== SOURCE
Sean <seanlkml@sympatico.ca> writes:

> On Tue, 17 Oct 2006 13:19:08 +0200
> Matthieu Moy <Matthieu.Moy@imag.fr> wrote:
>
>> 1) a working tree without any history information, pointing to some
>>    other location for the history itself (a la svn/CVS/...).
>>    (this is "light checkout")
>
> Git can do this from a local repository, it just can't do it from
> a remote repo (at least over the git native protocol).  However,
> over gitweb you can grab and unpack a tarball from a remote repo.
> In practice this is probably enough support for such a feature.

Anyway, given the price of disk space today, this only makes sense if
you have a fast access to the repository (otherwise, you consider your
local repository as a cache, and you're ready to pay the disk space
price to save your bandwidth). In this case, it's often in your
filesystem (local or NFS).

>> 2) a bound branch. It's not _very_ different from a normal branch, but
>>    mostly "commit" behaves differently:
>>    - it commits both on the local and the remote branch (equivalent to
>>      "commit" + "push", but in a transactional way).
>>    - it refuses to commit if you're out of date with the branch you're
>>      bound to.
>>    (this is "heavy checkout")
>
> This doesn't sound right, at least in the spirit of git.  Git really
> wants to have a local commit which you may or may not push to a
> remote repo at a later time.  There is no upside to forcing it all to
> happen in one step, and a lot of downsides.  Gits focus is to support
> distributed offline development, not requiring a remote repo to be
> available at commit time.

I lied in my above description ;-).

I should have said "by default" ... but you have "commit --local" if
you want to have a local commit on a bound branch (at this point, I
should remind that not all branches are "bound branches". "bzr branch"
creates branches similar to git ones).

>> In both cases, this has the side effect that you can't commit if the
>> "upstream" branch is read-only. That's not fundamental, but handy.
>
> Again this seems really anti-git.  There is no reason for your local
> branch to be marked read only just because some upstream branch is
> so marked.

Will, take the example of my bzr setup.

I have one repository, say, $repo.

In it, I have one branch "$repo/bzr.dev" which is an exact mirror of
http://bazaar-vcs.org's branch.

I also have branches for patches (occasional in my case) that I'll
send to upstream. Say $repo/feature1, $repo/feature2, ...

If, by mistake, I start hacking on bzr.dev itself, I'll be warned at
commit time, create a branch, and commit in this new branch. I believe
git manages this in a different way, allowing you to commit in this
branch, and creating the branch next time you pull. But you know this
better than I ;-), I never got time to give a real try to git.
====
--- GIVEN INSTRUCTION 1 ---
In the email about Git and bzr, what name does the second type of checkout, the bound branch, go by?
== DATA TO PROCESS
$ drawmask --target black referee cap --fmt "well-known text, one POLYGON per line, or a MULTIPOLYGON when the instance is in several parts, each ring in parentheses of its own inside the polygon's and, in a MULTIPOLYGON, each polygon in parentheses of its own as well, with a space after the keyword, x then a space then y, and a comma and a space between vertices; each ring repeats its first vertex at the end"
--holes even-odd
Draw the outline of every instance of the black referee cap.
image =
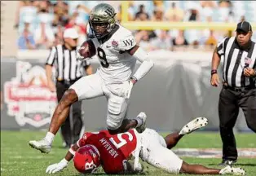
POLYGON ((252 26, 247 21, 242 21, 237 24, 236 30, 242 30, 245 33, 248 33, 249 31, 252 31, 252 26))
====
--- GIVEN INSTRUCTION 2 ---
Gather every line of the rows that contains the word "instance". Case counts.

--- TASK OUTPUT 1 ---
It is called a "heavy checkout."

--- TASK OUTPUT 2 ---
$ drawmask --target black referee cap --fmt "well-known text, one POLYGON per line, or a MULTIPOLYGON when the instance is in several parts, each ring in parentheses of its own inside the polygon's and, in a MULTIPOLYGON, each polygon in parentheses of its own as well, with a space after the keyword, x then a space then y, and a comma and a space between vertices; each ring repeats its first vertex at the end"
Draw the outline of every instance of the black referee cap.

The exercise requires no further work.